O começo da história
Apesar de ainda ser novidade para muitos, a história de Eliel com o crochê já é antiga. Filho caçula de uma família de nove irmãos, Eliel cresceu vendo a mãe e as irmãs tecer peças de crochê. Ele conta que chegava da escola e ia brincar enquanto as mulheres da família trabalhavam com o artesanato. Nesta mistura de talento e observação, ele logo começou a tecer as próprias peças.
“Se alguém me pergunta como eu aprendi a fazer, eu respondo que eu não sei. Tem até amigos meus que brincam, dizem que a minha mãe me ensinou muito bem a fazer crochê. Mas não foi minha mãe que me ensinou. Eu convivi com ela fazendo e aprendi sozinho.”
Eliel recebeu muito apoio da mãe para alimentar o talento com as linhas. Saudoso, ele conta que a mãe faleceu há cinco anos, mas as memórias da infância são boas e permanecem bem vivas.
“Eu lembro que quando eu fazia crochê com a minha mãe, quando acabava a energia, ela acendia a vela pra eu continuar fazendo. Ela falava ‘você pode fazer mais um pouquinho’. A minha mãe era maravilhosa.”
Na época da infância de Eliel, muitas pessoas investiam no trabalho com crochê. A chegada nas malharias, porém, transformou esse cenário.

* Informações fornecidas *
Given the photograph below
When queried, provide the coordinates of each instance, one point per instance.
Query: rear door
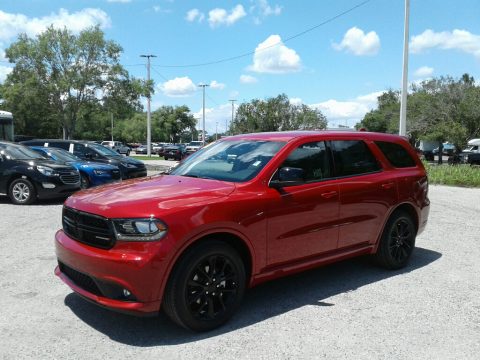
(366, 192)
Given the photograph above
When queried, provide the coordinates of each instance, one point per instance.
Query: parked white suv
(117, 146)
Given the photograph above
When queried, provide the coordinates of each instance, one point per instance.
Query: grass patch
(455, 175)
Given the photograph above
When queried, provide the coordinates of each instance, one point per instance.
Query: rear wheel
(22, 192)
(397, 241)
(206, 287)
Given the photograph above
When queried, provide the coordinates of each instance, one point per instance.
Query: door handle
(329, 194)
(387, 186)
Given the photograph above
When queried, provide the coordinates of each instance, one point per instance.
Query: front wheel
(22, 192)
(397, 241)
(206, 287)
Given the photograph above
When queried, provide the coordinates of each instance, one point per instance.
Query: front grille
(116, 174)
(80, 279)
(69, 177)
(87, 228)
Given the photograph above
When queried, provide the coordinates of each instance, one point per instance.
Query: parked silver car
(117, 146)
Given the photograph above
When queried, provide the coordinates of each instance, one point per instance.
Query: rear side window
(396, 154)
(353, 157)
(61, 145)
(313, 159)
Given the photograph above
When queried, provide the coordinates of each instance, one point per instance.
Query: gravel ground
(430, 310)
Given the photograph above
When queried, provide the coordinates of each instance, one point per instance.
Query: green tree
(276, 114)
(61, 79)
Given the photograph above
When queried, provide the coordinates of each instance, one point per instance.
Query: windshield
(19, 152)
(103, 150)
(236, 160)
(63, 155)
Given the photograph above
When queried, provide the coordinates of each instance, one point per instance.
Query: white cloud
(194, 15)
(296, 101)
(457, 39)
(349, 112)
(215, 118)
(216, 85)
(248, 79)
(272, 56)
(218, 16)
(178, 87)
(423, 72)
(4, 71)
(263, 9)
(13, 24)
(358, 43)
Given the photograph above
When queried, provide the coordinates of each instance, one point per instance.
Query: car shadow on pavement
(312, 287)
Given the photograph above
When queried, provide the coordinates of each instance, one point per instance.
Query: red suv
(248, 209)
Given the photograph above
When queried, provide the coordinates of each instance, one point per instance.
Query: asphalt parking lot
(430, 310)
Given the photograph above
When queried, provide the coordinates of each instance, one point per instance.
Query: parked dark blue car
(91, 173)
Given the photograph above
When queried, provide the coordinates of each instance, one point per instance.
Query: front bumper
(100, 275)
(49, 187)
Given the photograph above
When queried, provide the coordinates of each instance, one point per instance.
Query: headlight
(139, 229)
(45, 170)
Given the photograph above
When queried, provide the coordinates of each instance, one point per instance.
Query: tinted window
(396, 154)
(60, 144)
(313, 159)
(232, 160)
(353, 157)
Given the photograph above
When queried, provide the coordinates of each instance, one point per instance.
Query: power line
(329, 20)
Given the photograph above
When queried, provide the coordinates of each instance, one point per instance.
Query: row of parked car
(50, 168)
(170, 151)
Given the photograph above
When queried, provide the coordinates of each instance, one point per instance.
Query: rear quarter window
(396, 154)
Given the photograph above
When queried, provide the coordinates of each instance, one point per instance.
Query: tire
(84, 182)
(206, 287)
(22, 192)
(397, 241)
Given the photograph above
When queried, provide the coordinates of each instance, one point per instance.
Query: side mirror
(288, 176)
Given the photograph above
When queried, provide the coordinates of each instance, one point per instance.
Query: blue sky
(339, 68)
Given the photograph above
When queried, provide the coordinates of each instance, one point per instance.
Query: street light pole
(203, 127)
(233, 108)
(402, 128)
(149, 115)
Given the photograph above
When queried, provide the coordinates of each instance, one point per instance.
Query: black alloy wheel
(206, 287)
(22, 192)
(397, 242)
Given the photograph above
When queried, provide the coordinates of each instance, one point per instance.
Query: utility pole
(149, 114)
(403, 102)
(203, 127)
(233, 108)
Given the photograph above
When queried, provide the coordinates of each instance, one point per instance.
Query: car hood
(148, 196)
(55, 165)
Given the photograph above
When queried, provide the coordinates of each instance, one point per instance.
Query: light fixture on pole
(402, 128)
(203, 125)
(233, 108)
(149, 115)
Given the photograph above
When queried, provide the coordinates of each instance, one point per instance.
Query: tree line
(440, 109)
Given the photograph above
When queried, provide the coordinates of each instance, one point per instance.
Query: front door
(302, 219)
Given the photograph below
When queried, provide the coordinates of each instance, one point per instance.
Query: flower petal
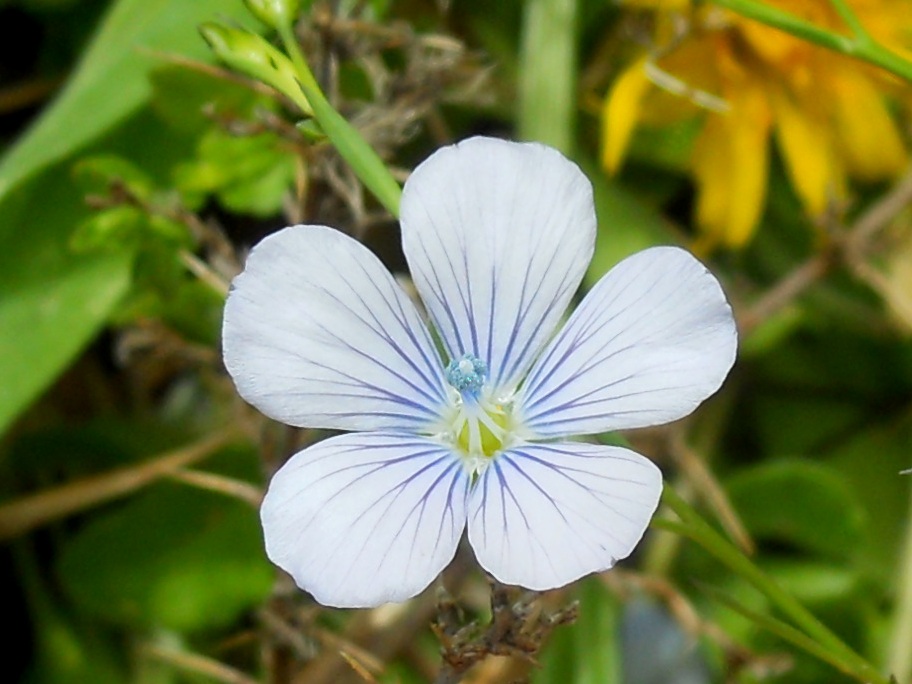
(497, 235)
(318, 334)
(366, 518)
(653, 339)
(543, 515)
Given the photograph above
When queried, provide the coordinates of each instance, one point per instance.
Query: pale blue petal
(364, 519)
(318, 334)
(543, 515)
(497, 236)
(653, 339)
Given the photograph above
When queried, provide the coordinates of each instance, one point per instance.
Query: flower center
(480, 426)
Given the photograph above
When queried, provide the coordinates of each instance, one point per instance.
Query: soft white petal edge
(316, 333)
(652, 339)
(497, 235)
(544, 515)
(364, 519)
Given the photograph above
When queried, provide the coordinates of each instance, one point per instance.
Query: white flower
(497, 235)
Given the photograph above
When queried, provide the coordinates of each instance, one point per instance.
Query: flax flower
(466, 422)
(752, 82)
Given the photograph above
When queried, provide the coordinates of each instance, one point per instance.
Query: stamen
(467, 375)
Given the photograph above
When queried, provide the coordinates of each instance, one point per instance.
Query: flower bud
(274, 13)
(252, 55)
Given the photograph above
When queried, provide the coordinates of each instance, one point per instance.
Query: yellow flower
(827, 112)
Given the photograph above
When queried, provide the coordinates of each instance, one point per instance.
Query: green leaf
(173, 557)
(585, 652)
(110, 230)
(53, 301)
(64, 650)
(111, 81)
(248, 174)
(786, 632)
(626, 225)
(805, 504)
(364, 161)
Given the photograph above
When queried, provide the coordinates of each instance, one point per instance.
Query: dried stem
(849, 248)
(198, 664)
(22, 515)
(219, 483)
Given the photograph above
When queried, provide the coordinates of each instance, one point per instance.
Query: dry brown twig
(738, 657)
(519, 627)
(23, 515)
(851, 247)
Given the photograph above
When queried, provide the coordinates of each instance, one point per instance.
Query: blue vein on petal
(396, 397)
(443, 456)
(401, 317)
(585, 329)
(382, 333)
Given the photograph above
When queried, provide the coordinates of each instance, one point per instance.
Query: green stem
(694, 527)
(547, 79)
(851, 20)
(860, 45)
(899, 659)
(349, 143)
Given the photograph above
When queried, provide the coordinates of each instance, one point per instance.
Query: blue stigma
(467, 374)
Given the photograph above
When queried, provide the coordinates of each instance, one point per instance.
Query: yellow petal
(730, 161)
(711, 162)
(868, 137)
(620, 113)
(808, 153)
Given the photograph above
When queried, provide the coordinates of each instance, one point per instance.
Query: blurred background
(135, 173)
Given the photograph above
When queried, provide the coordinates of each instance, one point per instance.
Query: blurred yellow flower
(827, 111)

* Sobre a tarefa *
Imprima, sem qualquer alteração, a parte do trecho sobre Eliel e o crochê que vai de "O começo da" a "permanecem bem vivas.".

* Resposta ao exercício *
O começo da história
Apesar de ainda ser novidade para muitos, a história de Eliel com o crochê já é antiga. Filho caçula de uma família de nove irmãos, Eliel cresceu vendo a mãe e as irmãs tecer peças de crochê. Ele conta que chegava da escola e ia brincar enquanto as mulheres da família trabalhavam com o artesanato. Nesta mistura de talento e observação, ele logo começou a tecer as próprias peças.
“Se alguém me pergunta como eu aprendi a fazer, eu respondo que eu não sei. Tem até amigos meus que brincam, dizem que a minha mãe me ensinou muito bem a fazer crochê. Mas não foi minha mãe que me ensinou. Eu convivi com ela fazendo e aprendi sozinho.”
Eliel recebeu muito apoio da mãe para alimentar o talento com as linhas. Saudoso, ele conta que a mãe faleceu há cinco anos, mas as memórias da infância são boas e permanecem bem vivas.